## TEXTO
_ _ _ _

Charles Evaldo Boller
Abstrato
A Maçonaria, especialmente no Rito Escocês Antigo e Aceito, apresenta
um conjunto de 33 graus que, à primeira vista, parecem carecer de um
encadeamento lógico ou de uma narrativa contínua. Muitos estudiosos procuram um
fio condutor que organize esses graus em progressão linear, mas essa busca
frequentemente esbarra na constatação de que a diversidade é marca essencial
do rito. A aparente desconexão é, paradoxalmente, uma forma de instrução
iniciática.
O pensamento ocidental, moldado pelo cartesianismo, espera
encontrar ordem racional e progressiva em tudo. Contudo, o Rito Escocês Antigo
e Aceito, oferece ao iniciado um mosaico de símbolos, histórias e virtudes que não
se ligam de forma rígida. Cada grau é uma janela para o mistério, não um
capítulo de manual escolar. A lógica cartesiana é insuficiente para abarcar o sentido
da multiplicidade maçônica.
Diante disso, alguns tentam encontrar conexões na cabala, no
esoterismo e em sistemas simbólicos universais, como a Árvore da Vida. Embora
tais aproximações sejam sugestivas, correm o risco de projetar sobre os graus
uma ordem artificial. A lição pode ser outra: que a ordem não está na
linearidade, mas na diversidade e no aparente caos.
A divisa do Rito Escocês Antigo e Aceito, Ordo ab Chao, ordem
no caos, sintetiza esse ensinamento. Não se trata apenas de que da desordem surja
ordem, mas de que a ordem já está presente no caos. O caos não é ausência de
sentido, mas plenitude de possibilidades. Ao confrontar-se com a fragmentação,
o maçom aprende a discernir unidade no múltiplo, harmonia no contraditório.
Exemplos históricos ajudam a compreender. Kepler, ao tentar
encaixar as órbitas planetárias em figuras geométricas perfeitas, teve de
reconhecer a realidade das elipses imperfeitas, e foi nesse reconhecimento
que a ciência avançou. Platão já advertia que o círculo perfeito existe
apenas no mundo das ideias. Assim também o maçom: aprende que a perfeição não
se encontra no real imediato, mas na aceitação da imperfeição como expressão de
uma ordem superior.
A antropologia confirma: a mente humana busca ordem porque teme
a morte. Ao projetar no divino padrões humanos de beleza e perfeição, cria-se
um deus antropomórfico. A Maçonaria evita essa armadilha ao adotar o
conceito de Grande Arquiteto do Universo, símbolo de uma inteligência
transcendente, inacessível à razão. Os graus desconexos são reflexo dessa
liberdade: não oferecem dogma, mas diversidade simbólica.
A física moderna, ao revelar o átomo como vazio e energia
condensada, mostra que a realidade é muito mais fluída e caótica do que a
percepção humana admite. Do mesmo modo, a vida, nascida de acidentes e
assimetrias cósmicas, ensina que a ordem se revela na aparente desordem.
Em termos práticos, essa filosofia molda o maçom: ensina-o a
tolerar diferenças, a comunicar-se com o contraditório, a buscar unidade na
diversidade. A fraternidade se constrói não na uniformidade, mas na harmonia
das diferenças.

_ _ _ _

## SOLICITAÇÃO A
Responda, com base no texto sobre o Rito Escocês Antigo e Aceito:
(i) Quantos graus compõem o rito?
(ii) Qual é a divisa do rito?
(iii) O que Kepler teve de reconhecer ao tentar encaixar as órbitas planetárias em figuras geométricas perfeitas?
## SOLICITAÇÃO B
Prossiga o texto sobre o Rito Escocês Antigo e Aceito a partir do ponto em que ele termina.
Os registros não desempenham papel algum aqui.

(Registros de caixas rotuladas)
_ _ _ _

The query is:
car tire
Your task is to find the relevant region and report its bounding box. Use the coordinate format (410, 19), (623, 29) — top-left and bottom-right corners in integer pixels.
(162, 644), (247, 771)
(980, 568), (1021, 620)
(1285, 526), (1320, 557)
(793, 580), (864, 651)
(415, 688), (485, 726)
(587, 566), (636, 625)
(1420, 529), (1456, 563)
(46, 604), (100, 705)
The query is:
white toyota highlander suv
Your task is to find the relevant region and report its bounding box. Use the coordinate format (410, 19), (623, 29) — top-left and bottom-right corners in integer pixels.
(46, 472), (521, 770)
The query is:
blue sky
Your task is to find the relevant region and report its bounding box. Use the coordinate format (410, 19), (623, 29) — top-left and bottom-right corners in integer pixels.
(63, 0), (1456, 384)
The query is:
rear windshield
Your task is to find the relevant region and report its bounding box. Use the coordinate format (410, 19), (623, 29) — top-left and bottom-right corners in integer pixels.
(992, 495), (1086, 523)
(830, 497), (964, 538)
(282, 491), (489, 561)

_ _ _ _

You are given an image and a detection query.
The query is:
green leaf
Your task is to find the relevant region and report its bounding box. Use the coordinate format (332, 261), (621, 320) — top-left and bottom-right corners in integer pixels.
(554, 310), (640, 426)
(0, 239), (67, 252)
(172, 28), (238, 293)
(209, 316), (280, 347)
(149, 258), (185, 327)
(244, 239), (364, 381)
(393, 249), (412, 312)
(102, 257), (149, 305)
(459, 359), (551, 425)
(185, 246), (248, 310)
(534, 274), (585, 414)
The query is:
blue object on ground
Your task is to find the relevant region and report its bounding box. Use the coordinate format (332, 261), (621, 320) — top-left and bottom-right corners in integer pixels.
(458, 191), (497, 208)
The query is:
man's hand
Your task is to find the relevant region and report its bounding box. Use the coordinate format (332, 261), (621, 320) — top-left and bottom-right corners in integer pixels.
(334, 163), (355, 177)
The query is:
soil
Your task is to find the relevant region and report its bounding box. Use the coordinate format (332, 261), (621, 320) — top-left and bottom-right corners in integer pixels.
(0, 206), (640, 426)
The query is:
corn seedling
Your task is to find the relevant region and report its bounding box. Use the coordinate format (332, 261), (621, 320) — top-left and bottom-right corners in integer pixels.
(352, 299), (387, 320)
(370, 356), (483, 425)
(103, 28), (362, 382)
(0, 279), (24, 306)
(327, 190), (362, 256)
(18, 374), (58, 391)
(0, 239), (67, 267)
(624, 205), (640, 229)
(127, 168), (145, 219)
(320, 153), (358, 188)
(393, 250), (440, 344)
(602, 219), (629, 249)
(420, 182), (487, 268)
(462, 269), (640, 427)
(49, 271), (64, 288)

_ _ _ _

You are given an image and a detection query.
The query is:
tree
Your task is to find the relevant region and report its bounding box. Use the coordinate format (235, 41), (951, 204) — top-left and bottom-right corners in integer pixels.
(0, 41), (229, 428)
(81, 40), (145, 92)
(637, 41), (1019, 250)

_ _ _ _

## RESPOSTA REDIGIDA A
(i) 33 graus.
(ii) Ordo ab Chao, ordem no caos.
(iii) A realidade das elipses imperfeitas.

## RESPOSTA REDIGIDA B
Em síntese, o encadeamento dos graus do Rito Escocês Antigo e
Aceito, não é linear nem lógico nos moldes humanos. É simbólico, iniciático e
sapiencial. A aparente desordem é convite a perceber que a ordem suprema do
Grande Arquiteto do Universo, se manifesta justamente no "caos". Esse é o encadeamento: ver
luz onde parece haver apenas escuridão,
encontrar unidade na multiplicidade.
Kepler, e sua Perfeição Geométrica do Cosmos
A Maçonaria, especialmente no Rito Escocês Antigo e Aceito,
apresenta ao iniciado uma sequência de 33 graus que, à primeira vista, parecem
carecer de uma conexão sistemática ou progressão lógica coerente. Muitos
estudiosos e praticantes buscam um "fio
de Ariadne" que una os diversos graus em uma narrativa contínua e
inteligível. No entanto, a aparente desordem pode ser, em si mesma, o veículo instrucional
para induzir à reflexão mais profunda: seria o caos apenas uma fachada da ordem
superior? Seria a fragmentação apenas a máscara de uma unidade inacessível ao
olhar imediato?
Assim como Kepler, que buscava a perfeição geométrica no
cosmos até deparar-se com a realidade das órbitas elípticas, também o maçom
se confronta com a desarticulação dos graus. O encadeamento lógico que ele
procura talvez não exista nos moldes cartesianos, mas em outro nível de
percepção, simbólico, místico, filosófico, onde o que se chama "ordem" se revela nas "linhas tortas" do Grande Arquiteto
do Universo.
A Expectativa Cartesiana de Ordem
O pensamento ocidental moderno foi profundamente marcado pelo
cartesianismo e pelo Iluminismo, que inculcaram no homem a expectativa de que a
realidade deveria ser organizada de modo lógico, linear, progressivo. Essa
mentalidade influenciou também a forma como muitos maçons abordam os graus do Rito Escocês Antigo e Aceito.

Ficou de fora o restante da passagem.